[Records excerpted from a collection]
----

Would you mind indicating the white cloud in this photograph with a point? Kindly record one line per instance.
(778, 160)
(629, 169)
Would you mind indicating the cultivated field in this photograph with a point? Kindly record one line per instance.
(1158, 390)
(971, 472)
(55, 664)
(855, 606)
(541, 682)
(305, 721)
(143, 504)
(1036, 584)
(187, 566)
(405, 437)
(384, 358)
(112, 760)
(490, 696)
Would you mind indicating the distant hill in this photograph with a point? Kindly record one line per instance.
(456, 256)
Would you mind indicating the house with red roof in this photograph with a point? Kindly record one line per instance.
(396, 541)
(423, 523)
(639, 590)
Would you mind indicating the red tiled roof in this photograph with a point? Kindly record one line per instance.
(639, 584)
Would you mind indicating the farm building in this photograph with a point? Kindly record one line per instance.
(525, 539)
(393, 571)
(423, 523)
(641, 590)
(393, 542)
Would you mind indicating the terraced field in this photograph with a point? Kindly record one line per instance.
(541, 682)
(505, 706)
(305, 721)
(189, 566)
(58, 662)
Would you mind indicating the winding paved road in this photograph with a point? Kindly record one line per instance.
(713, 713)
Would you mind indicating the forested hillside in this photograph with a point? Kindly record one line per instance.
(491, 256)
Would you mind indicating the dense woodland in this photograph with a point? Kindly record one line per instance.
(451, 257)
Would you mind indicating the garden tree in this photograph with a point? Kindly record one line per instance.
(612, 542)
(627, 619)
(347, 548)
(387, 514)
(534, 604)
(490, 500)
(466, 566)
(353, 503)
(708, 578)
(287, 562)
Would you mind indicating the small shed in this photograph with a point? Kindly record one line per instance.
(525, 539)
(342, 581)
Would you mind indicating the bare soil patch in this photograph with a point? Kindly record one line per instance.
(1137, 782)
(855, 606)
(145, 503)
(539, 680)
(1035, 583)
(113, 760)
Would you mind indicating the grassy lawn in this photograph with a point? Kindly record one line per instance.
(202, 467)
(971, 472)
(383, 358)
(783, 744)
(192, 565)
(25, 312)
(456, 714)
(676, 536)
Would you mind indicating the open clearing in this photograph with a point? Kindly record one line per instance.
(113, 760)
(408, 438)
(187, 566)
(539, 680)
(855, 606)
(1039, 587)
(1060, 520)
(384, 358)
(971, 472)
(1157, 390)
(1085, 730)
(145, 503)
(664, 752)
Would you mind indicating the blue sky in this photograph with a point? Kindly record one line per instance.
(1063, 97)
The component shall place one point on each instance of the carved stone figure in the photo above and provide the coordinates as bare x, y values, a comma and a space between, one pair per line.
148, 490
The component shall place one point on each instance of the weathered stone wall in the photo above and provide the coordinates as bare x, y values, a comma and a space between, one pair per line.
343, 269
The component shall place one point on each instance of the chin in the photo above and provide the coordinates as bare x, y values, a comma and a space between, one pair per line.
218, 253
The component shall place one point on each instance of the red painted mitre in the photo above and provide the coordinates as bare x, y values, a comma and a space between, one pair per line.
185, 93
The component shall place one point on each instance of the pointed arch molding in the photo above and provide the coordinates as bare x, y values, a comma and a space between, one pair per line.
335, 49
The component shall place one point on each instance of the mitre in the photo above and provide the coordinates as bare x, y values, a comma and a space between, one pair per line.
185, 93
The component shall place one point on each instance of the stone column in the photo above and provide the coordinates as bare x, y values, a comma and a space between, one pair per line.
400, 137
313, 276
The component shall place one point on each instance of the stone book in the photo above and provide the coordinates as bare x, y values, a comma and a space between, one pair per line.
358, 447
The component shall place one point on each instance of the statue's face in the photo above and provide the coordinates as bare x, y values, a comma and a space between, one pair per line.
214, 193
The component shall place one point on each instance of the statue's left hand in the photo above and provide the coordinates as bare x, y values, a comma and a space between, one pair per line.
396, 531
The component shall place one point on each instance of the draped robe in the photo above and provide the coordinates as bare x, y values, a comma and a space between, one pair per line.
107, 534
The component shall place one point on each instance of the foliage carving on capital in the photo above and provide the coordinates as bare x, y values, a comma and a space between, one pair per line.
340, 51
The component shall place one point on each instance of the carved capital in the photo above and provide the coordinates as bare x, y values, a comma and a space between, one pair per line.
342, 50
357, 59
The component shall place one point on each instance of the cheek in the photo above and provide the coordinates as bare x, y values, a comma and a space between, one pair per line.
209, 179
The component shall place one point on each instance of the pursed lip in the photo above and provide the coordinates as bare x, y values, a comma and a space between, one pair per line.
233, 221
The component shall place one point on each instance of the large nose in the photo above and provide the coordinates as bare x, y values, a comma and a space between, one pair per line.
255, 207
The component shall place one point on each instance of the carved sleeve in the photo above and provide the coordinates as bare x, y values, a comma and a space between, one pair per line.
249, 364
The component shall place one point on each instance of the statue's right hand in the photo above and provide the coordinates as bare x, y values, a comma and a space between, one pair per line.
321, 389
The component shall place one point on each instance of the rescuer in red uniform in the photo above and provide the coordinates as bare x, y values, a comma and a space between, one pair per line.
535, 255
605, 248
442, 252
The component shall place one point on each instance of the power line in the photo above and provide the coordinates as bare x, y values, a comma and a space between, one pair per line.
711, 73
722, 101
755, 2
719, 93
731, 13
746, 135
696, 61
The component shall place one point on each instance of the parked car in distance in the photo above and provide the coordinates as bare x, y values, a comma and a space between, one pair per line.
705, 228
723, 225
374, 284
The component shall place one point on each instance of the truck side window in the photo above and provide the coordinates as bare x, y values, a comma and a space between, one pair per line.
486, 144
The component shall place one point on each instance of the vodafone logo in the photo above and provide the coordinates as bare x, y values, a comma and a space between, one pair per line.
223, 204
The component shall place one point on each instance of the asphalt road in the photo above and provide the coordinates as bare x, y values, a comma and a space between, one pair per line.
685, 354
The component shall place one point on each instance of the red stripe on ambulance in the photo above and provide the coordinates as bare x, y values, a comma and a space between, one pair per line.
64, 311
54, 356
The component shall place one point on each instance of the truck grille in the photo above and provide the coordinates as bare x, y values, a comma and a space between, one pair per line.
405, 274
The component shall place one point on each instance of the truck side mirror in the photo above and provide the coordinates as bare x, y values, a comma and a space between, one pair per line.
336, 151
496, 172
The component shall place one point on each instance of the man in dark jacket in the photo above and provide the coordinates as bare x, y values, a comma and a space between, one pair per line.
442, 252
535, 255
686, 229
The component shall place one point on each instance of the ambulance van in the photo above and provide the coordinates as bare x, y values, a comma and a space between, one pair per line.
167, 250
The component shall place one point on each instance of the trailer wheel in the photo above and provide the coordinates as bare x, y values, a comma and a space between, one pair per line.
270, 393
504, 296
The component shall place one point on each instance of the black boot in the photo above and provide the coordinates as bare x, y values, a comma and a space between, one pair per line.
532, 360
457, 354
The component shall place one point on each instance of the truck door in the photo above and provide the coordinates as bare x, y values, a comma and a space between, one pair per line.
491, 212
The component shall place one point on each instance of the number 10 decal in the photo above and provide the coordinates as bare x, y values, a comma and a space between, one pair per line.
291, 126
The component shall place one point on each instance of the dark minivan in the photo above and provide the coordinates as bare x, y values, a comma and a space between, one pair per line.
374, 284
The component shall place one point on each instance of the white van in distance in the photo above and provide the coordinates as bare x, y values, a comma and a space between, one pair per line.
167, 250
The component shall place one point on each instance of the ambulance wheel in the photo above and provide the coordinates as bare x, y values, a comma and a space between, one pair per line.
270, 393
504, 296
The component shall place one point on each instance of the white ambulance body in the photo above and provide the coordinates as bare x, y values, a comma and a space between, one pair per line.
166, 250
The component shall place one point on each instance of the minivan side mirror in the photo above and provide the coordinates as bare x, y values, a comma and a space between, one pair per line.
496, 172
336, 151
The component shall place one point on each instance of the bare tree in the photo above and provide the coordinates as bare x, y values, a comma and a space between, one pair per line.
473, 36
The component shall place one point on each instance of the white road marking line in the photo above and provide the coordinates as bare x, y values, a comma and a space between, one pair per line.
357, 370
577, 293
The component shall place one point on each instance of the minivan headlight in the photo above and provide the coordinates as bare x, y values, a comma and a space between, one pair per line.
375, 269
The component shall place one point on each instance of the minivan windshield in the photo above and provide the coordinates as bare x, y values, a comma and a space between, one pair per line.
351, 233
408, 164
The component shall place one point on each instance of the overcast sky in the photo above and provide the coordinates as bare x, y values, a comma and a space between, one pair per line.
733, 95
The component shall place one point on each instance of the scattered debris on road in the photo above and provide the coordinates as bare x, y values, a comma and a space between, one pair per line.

----

EXERCISE: Could you output exactly the lines from the one containing "of the overcast" to the end of the entries above, both included, and no others?

SOLUTION:
The component shall place one point on each instance of the overcast sky in the photo above and provide the coordinates as bare x, y values, a comma and a space between, one pair per line.
733, 95
The component shall place one point on each instance of the scattered debris on road in the photo above and provide the coordinates as bare x, y values, a comma and a space between, one pair per line.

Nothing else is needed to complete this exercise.